## STATED GOAL
Pull every line from the entries below without changing anything, and leave out the pictures.
◇ ◇ ◇
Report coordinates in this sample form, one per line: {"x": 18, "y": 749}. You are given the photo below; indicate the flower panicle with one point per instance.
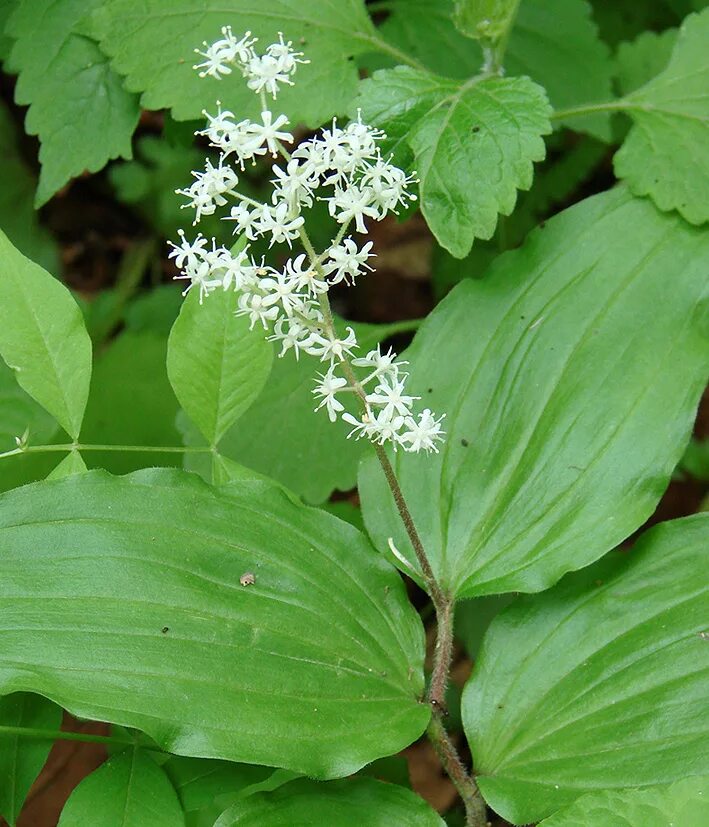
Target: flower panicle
{"x": 342, "y": 166}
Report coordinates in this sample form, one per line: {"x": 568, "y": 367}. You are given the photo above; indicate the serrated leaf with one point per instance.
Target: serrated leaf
{"x": 284, "y": 438}
{"x": 21, "y": 759}
{"x": 354, "y": 802}
{"x": 43, "y": 338}
{"x": 568, "y": 397}
{"x": 129, "y": 790}
{"x": 599, "y": 684}
{"x": 330, "y": 32}
{"x": 666, "y": 153}
{"x": 639, "y": 60}
{"x": 78, "y": 106}
{"x": 18, "y": 218}
{"x": 555, "y": 42}
{"x": 473, "y": 145}
{"x": 125, "y": 602}
{"x": 685, "y": 802}
{"x": 217, "y": 365}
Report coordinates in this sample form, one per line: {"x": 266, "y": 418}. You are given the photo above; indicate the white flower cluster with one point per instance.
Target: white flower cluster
{"x": 345, "y": 168}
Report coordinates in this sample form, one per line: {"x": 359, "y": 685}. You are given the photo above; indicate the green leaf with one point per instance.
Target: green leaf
{"x": 568, "y": 397}
{"x": 21, "y": 759}
{"x": 43, "y": 338}
{"x": 485, "y": 20}
{"x": 639, "y": 60}
{"x": 554, "y": 42}
{"x": 330, "y": 33}
{"x": 123, "y": 602}
{"x": 132, "y": 403}
{"x": 666, "y": 153}
{"x": 359, "y": 802}
{"x": 685, "y": 802}
{"x": 71, "y": 464}
{"x": 216, "y": 364}
{"x": 599, "y": 684}
{"x": 78, "y": 106}
{"x": 129, "y": 790}
{"x": 18, "y": 218}
{"x": 473, "y": 144}
{"x": 282, "y": 437}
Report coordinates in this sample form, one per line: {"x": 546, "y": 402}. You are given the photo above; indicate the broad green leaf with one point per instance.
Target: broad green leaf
◇ ◇ ◇
## EXERCISE OUTPUT
Report coordinates in this sample form, one per line: {"x": 18, "y": 749}. You are given the photo below; indicate the flower panicle with one point per instance.
Target: flower panicle
{"x": 342, "y": 166}
Report coordinates in this sample form, one per line: {"x": 568, "y": 367}. You are given the photo above; indicate the serrated leaf with one point per instance.
Target: serrated leaf
{"x": 284, "y": 438}
{"x": 21, "y": 759}
{"x": 354, "y": 802}
{"x": 43, "y": 338}
{"x": 568, "y": 397}
{"x": 129, "y": 790}
{"x": 599, "y": 684}
{"x": 330, "y": 32}
{"x": 666, "y": 153}
{"x": 639, "y": 60}
{"x": 78, "y": 106}
{"x": 18, "y": 218}
{"x": 555, "y": 42}
{"x": 473, "y": 145}
{"x": 125, "y": 602}
{"x": 685, "y": 802}
{"x": 217, "y": 365}
Report coordinates in this sample form, one per line: {"x": 266, "y": 418}. You are given the photo above; indicate the white flower cluster with one point per instance.
Target: white flower cluster
{"x": 345, "y": 168}
Report coordinates in this sample form, one per line: {"x": 359, "y": 685}. You are given the photo above; indicate the green leaf with one point per instance.
Target: green leaf
{"x": 568, "y": 397}
{"x": 21, "y": 759}
{"x": 43, "y": 338}
{"x": 485, "y": 20}
{"x": 639, "y": 60}
{"x": 554, "y": 42}
{"x": 330, "y": 33}
{"x": 123, "y": 602}
{"x": 132, "y": 403}
{"x": 666, "y": 153}
{"x": 359, "y": 802}
{"x": 685, "y": 802}
{"x": 71, "y": 464}
{"x": 216, "y": 364}
{"x": 599, "y": 684}
{"x": 78, "y": 106}
{"x": 129, "y": 790}
{"x": 18, "y": 218}
{"x": 473, "y": 144}
{"x": 282, "y": 437}
Report coordinates in this sample form, one per line: {"x": 546, "y": 402}. You are given the photo above; indicate the broad green leaf with one point per instance.
Target: broad green leaf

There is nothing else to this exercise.